- **Input data**
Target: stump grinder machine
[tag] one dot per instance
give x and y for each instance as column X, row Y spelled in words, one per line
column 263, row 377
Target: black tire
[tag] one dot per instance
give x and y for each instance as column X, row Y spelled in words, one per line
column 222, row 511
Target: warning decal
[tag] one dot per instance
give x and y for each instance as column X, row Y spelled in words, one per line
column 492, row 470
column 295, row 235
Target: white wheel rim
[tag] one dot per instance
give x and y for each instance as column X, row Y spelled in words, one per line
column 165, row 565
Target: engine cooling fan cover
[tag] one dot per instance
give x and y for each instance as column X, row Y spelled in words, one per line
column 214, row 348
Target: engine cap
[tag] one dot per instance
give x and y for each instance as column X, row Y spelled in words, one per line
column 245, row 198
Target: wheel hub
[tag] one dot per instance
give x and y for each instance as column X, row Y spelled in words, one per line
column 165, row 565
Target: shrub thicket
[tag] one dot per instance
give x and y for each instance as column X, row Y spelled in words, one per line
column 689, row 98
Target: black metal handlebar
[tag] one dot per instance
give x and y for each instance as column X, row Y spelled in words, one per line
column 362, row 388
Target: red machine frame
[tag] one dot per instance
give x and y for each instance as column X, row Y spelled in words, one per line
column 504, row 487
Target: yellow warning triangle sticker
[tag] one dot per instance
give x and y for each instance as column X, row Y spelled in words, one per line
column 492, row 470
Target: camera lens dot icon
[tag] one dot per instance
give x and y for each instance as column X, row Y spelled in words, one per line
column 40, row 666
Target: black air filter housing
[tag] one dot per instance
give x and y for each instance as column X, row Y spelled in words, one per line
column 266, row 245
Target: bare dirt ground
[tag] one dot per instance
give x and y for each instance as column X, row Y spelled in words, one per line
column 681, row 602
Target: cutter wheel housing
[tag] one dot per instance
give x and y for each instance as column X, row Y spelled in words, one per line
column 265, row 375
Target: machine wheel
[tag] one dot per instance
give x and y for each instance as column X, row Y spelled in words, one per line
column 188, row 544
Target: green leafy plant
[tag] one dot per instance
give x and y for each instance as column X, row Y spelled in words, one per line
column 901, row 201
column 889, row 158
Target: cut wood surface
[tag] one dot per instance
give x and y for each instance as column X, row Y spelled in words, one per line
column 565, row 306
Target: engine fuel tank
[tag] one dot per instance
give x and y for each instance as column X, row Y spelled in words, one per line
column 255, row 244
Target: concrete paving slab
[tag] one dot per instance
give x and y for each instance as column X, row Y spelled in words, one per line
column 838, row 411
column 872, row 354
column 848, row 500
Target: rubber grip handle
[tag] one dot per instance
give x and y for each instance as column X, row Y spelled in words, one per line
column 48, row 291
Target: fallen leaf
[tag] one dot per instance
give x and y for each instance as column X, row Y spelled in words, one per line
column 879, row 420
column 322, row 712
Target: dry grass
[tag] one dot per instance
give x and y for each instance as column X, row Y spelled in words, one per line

- **About this task**
In the records above, find each line holding "wheel" and copy it.

- **Task output**
Target: white wheel rim
Target: wheel hub
Target: cutter wheel housing
Target: machine wheel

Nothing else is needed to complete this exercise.